____ PAGE

# unmanned toll booth issues



## seanoo (Mar 31, 2007)

hi , twice in one day we were overcharged by different new unmanned toll booths in a trip along the ap7 so be aware and make sure you check the class for which you are being charged. we have a single axle,single wheel autotail scout and are class 1 and both times the booth put us in class 2 as a twin wheel. the result was an extra €5 on a €10 toll so quite a differance. it was sorted easily by the peage staff and they gave us the cash back so no problem there. just be warned!


----------



## wakk44 (Jun 15, 2006)

Are you certain of being class 1?Not sure of the Spanish rules on toll charges but I know that anything over 3 metre high on the French autoroutes is class 3.A lot of members on here(including me) :x have been caught out by having domes or top boxes fitted taking the overall height to above 3 metres.


----------



## GEMMY (Jun 19, 2006)

________
____ SOURCE EXCERPT

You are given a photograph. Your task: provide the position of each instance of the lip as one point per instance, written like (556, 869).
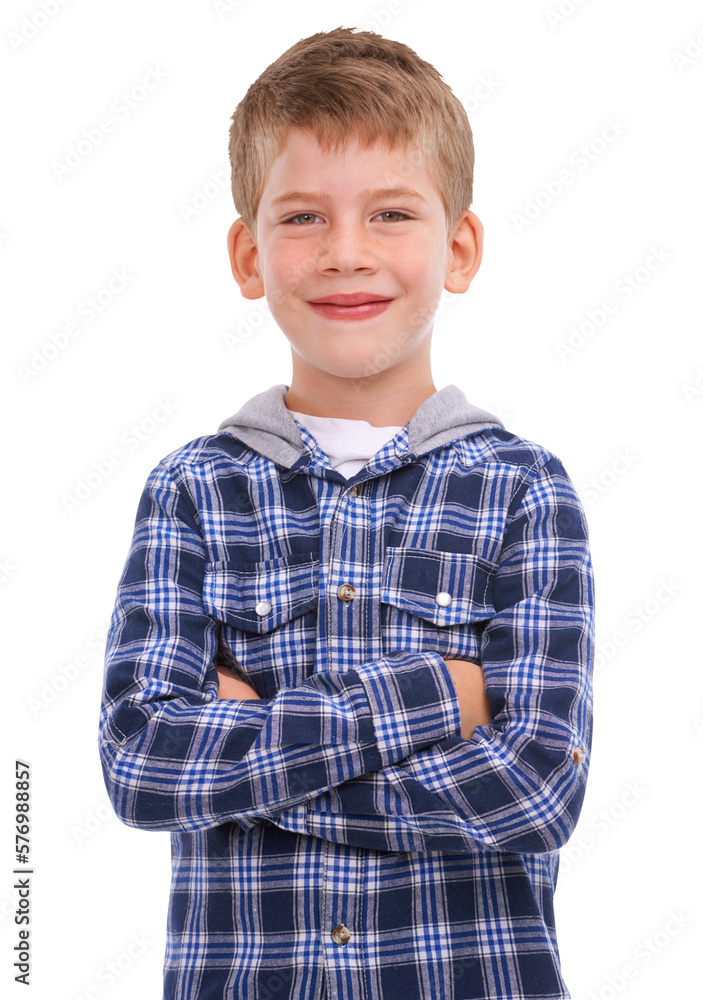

________

## REQUESTS
1: Decide whether each statement agrees with the toll booth thread. For each, answer yes or no and quote the words that decide it.
(a) Both overcharges happened on the same day.
(b) The peage staff refused to give the money back.
(c) On French autoroutes, anything over 3 metres high is class 2.
2: In the toll booth thread, how much extra was added to the €10 toll?
3: Return the passage from the toll booth thread that begins at the words "hi , twice in" and stops after the words "above 3 metres.", copied word for word.
The data comes from a separate source.

## OUTPUTS FOR THE TASKS
1:
(a) Yes: "twice in one day we were overcharged"
(b) No: "they gave us the cash back"
(c) No: "anything over 3 metre high on the French autoroutes is class 3"

2: An extra €5.

3:
hi , twice in one day we were overcharged by different new unmanned toll booths in a trip along the ap7 so be aware and make sure you check the class for which you are being charged. we have a single axle,single wheel autotail scout and are class 1 and both times the booth put us in class 2 as a twin wheel. the result was an extra €5 on a €10 toll so quite a differance. it was sorted easily by the peage staff and they gave us the cash back so no problem there. just be warned!


----------



## wakk44 (Jun 15, 2006)

Are you certain of being class 1?Not sure of the Spanish rules on toll charges but I know that anything over 3 metre high on the French autoroutes is class 3.A lot of members on here(including me) :x have been caught out by having domes or top boxes fitted taking the overall height to above 3 metres.